Your answer must be every line of the data that contains "Query".

Stored data Block Start

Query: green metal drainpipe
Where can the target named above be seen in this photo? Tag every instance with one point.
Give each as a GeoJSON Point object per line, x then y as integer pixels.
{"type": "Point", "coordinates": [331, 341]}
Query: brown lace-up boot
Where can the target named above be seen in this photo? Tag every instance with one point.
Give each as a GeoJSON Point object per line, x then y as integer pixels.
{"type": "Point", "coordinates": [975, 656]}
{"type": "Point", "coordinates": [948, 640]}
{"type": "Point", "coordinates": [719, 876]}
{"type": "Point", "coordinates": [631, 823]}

Stored data Block End

→ Finished task:
Query: green metal drainpipe
Query: brown lace-up boot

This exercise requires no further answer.